# How to complete this task
Without the pictures, retype exactly the lines from the top of the entries below through the line that contains "Exercise. Put one point on each instance of the canopy".

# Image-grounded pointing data
--
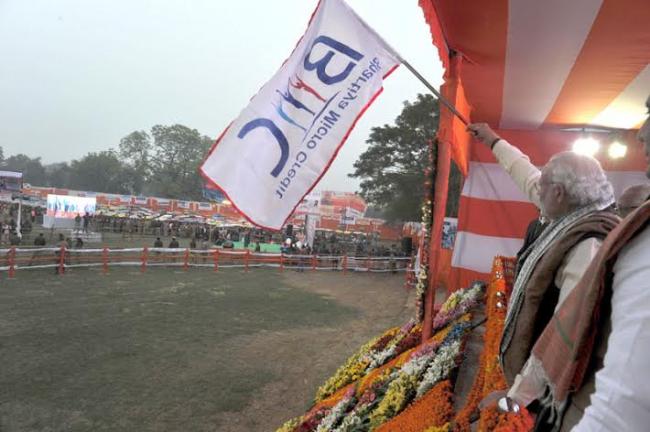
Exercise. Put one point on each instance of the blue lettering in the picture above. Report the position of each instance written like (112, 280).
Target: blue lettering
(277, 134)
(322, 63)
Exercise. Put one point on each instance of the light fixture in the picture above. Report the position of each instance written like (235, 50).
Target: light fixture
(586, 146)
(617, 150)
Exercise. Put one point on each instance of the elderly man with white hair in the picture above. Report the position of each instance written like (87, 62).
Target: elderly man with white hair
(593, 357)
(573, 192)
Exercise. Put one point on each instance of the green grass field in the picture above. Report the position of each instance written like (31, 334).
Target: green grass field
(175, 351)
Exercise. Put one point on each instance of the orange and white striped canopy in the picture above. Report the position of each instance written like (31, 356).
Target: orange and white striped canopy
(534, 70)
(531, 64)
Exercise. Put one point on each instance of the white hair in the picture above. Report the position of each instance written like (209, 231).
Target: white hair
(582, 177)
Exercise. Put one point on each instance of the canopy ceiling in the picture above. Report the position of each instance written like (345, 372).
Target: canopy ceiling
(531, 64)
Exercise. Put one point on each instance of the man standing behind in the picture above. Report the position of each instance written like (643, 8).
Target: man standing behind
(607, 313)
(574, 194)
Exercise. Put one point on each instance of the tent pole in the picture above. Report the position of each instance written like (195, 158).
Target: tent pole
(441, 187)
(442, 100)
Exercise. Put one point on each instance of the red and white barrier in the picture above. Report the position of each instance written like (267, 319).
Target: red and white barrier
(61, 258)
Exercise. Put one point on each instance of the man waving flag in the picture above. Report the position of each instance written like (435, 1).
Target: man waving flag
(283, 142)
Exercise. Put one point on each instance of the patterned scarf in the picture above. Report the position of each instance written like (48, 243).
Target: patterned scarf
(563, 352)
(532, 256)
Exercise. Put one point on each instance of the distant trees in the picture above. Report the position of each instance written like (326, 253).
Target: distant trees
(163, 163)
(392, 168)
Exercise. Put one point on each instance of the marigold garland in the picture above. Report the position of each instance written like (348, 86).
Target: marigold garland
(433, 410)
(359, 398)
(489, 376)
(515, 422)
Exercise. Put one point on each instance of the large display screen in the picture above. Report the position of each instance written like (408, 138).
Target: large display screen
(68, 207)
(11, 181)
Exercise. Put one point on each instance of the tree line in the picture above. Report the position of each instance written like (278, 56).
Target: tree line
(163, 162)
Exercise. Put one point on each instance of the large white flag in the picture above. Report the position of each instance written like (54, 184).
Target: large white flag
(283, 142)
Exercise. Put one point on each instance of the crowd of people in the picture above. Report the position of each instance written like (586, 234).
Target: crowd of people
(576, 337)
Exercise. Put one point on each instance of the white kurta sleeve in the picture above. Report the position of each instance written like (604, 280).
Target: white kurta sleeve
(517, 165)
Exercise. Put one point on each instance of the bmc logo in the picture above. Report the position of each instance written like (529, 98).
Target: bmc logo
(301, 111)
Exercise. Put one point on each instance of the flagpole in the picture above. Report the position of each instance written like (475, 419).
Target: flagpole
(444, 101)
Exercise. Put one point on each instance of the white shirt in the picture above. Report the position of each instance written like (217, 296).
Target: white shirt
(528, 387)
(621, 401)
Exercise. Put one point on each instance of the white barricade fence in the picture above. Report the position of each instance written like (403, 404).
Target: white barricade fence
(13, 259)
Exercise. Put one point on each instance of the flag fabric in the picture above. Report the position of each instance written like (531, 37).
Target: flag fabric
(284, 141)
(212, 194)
--
# Solution to this exercise
Exercise. Put one point on each instance of the blue lettering in the picture above. Report the position of each instance written like (112, 280).
Target: blue lettering
(277, 134)
(322, 63)
Exercise. Put one point on each instance of the light fixture in the picture above. Report the position of each instance written like (235, 50).
Target: light fixture
(586, 146)
(617, 150)
Exercise. Put one point on each instance of the elderly man with white hair in the picture above. Report the position of each instance written like (87, 62).
Target: elderly man with white hair
(593, 357)
(573, 192)
Exercise. Put one point on each instance of the green grass field in the picture above. Report the position of each instance written like (31, 334).
Target: green grass field
(175, 351)
Exercise. Put one point on each instance of the orange and white striped canopy in the picture above. Report the position of each instance written like (31, 356).
Target: orange and white striped canopy
(534, 70)
(531, 64)
Exercise. Put one point on each instance of the white hair in the picture above. Report the position of each instance written like (209, 231).
Target: white hair
(582, 177)
Exercise. Put one point on each instance of the canopy ceiling in the picture above. Report the position of each instance written like (345, 372).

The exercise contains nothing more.